§ **What you are asked to do**: In the text about Lopate, what is the title of his very first essay?

----- Provided text

Lopate has been teaching as long as he has been writing. He wrote seriously as a poet for fifteen years before trying his hand at prose. His first foray into non-fiction essays was inspired by reading Charles Lamb and William Haslett and thinking, ‘maybe I could try this?’ His very first essay, ‘My Drawer’, has Lopate rifling through his top drawer and engaging in self-analysis inspired by the items he finds there. As he pulls out old keys, eyeglasses and some unwanted gifts he was superstitiously holding on to, he unpacks the reasons why; the serious consideration of each item and his own relation to them ‘was very emblematic of beginning essays’, he remarked. I was particularly curious about Lopate’s inspirations, how he takes his mundane experiences and decidedly ordinary thoughts and makes them interesting. What is it about a particular pet peeve or observation that warrants in-depth exploration? Being a personal essayist, much of Lopate’s writing centres on himself, but he maintains that he not so much fascinated by himself, only curious. Being curious about yourself and asking questions like, ‘why do I keep making that same mistake?’, or ‘why do I keep getting into that same dead end with people?’ he explained, is good material. Lopate’s very first essay became the first essay in his first collection; ‘I got lucky’, he said. Perhaps. But there’s something appealing about his brand of honest eloquence and quirkiness. His uncomplicated prose and conversational tone are something of a lure. He seems to wave you over for a comfortable chat that takes all afternoon, and when you part ways, you feel as if you know something of him as a person. Something real.

----------
----- Rows

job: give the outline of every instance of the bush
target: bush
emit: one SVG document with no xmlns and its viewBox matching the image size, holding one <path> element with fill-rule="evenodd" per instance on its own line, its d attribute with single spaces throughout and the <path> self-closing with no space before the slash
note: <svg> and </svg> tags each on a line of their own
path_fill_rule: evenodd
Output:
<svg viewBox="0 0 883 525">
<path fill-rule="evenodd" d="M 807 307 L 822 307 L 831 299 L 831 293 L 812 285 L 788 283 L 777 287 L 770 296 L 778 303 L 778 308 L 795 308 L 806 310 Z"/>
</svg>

----------

§ **Solution to the problem**: ‘My Drawer’